Traduisez en anglais cette phrase de l'article sur les élections au Manitoba : « Les Manitobains iront aux urnes le 3 octobre pour élire un nouveau gouvernement. »

» Extrait du document:
● ● ●
(Ottawa) Quelle qu’en soit l’issue, les élections du 3 octobre au Manitoba seront historiques. Le chef du Nouveau Parti démocratique (NPD), Wab Kinew, a le vent dans les voiles et pourrait devenir le premier Autochtone issu d’une Première Nation à diriger une province. La cheffe du Parti progressiste-conservateur, Heather Stefanson, serait la première femme élue à la tête du Manitoba lors d’élections générales, elle qui était devenue première ministre en 2021 à la faveur d’une course à la direction.

Ce qu’il faut savoir

Les Manitobains iront aux urnes le 3 octobre pour élire un nouveau gouvernement.

La première ministre sortante, Heather Stefanson, tentera de conserver sa majorité, mais elle demeure impopulaire.

Le chef du Nouveau Parti démocratique, Wab Kinew, pourrait devenir le premier Autochtone issu d’une Première Nation à diriger un gouvernement provincial.

« Quand mon père était encore un jeune homme, il n’avait pas le droit de voter dans notre pays, soulève M. Kinew en entrevue avec La Presse. Mais maintenant, moi qui suis son fils, j’ai la chance de me présenter comme candidat pour diriger une province. Ça me montre qu’au Manitoba, qu’au Canada, on a fait des progrès. »

L’homme dans la quarantaine est originaire de la Première Nation ojibwée d’Onigaming, dans le nord de l’Ontario. Son père a connu l’horreur des pensionnats pour Autochtones.

Il faut remonter au XIXsiècle, plus précisément en 1878, pour retrouver un premier ministre autochtone au Manitoba. Le Métis John Norquay avait alors occupé cette fonction durant 10 ans. Mais les membres des Premières Nations ayant le « statut d’Indien » au sens de la loi fédérale n’avaient pas le droit de voter depuis 1876. Ils ont seulement obtenu le droit au suffrage en 1952 au Manitoba, selon l’Encyclopédie canadienne.

PHOTO DU NOUVEAU PARTI DÉMOCRATIQUE DU MANITOBA, FOURNIE PAR REUTERS

Wab Kinew lors d’un évènement de campagne à Winnipeg, le 4 septembre dernier

La candidature de Wab Kinew « signale un changement dans la population de la province qui compte près de 20 % d’Autochtones » sur 1,3 million de personnes, selon Réal Carrière, professeur adjoint en sciences politiques à l’Université du Manitoba. Il pourrait ainsi « briser le plafond de verre et devenir un modèle » pour d’autres.
● ● ●
» Enregistrements:
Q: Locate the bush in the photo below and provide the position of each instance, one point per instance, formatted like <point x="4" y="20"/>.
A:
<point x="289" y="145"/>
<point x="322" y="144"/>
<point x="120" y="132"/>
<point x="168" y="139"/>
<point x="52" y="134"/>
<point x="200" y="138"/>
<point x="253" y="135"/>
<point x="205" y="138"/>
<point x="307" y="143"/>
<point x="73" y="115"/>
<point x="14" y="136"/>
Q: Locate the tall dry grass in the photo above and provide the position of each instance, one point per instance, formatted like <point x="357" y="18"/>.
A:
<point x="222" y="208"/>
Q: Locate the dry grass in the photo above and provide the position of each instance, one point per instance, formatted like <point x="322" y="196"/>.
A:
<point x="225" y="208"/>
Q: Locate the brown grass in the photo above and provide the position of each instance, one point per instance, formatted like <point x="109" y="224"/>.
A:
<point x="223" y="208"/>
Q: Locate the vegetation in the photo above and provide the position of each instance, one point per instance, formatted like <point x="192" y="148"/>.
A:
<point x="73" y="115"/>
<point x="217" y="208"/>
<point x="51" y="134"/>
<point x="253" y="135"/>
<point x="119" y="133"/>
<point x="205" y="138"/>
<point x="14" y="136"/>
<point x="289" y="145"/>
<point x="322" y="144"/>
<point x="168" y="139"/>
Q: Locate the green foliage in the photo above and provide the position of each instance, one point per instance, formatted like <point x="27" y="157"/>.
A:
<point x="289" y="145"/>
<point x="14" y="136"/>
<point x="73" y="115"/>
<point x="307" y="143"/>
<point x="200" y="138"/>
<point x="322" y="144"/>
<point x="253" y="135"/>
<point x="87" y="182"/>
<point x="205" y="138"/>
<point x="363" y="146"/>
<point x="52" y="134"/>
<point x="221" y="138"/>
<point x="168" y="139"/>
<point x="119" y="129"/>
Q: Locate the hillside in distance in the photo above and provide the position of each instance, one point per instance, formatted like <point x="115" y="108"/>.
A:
● ● ●
» Réponse à l'exercice: Manitobans will go to the polls on October 3 to elect a new government.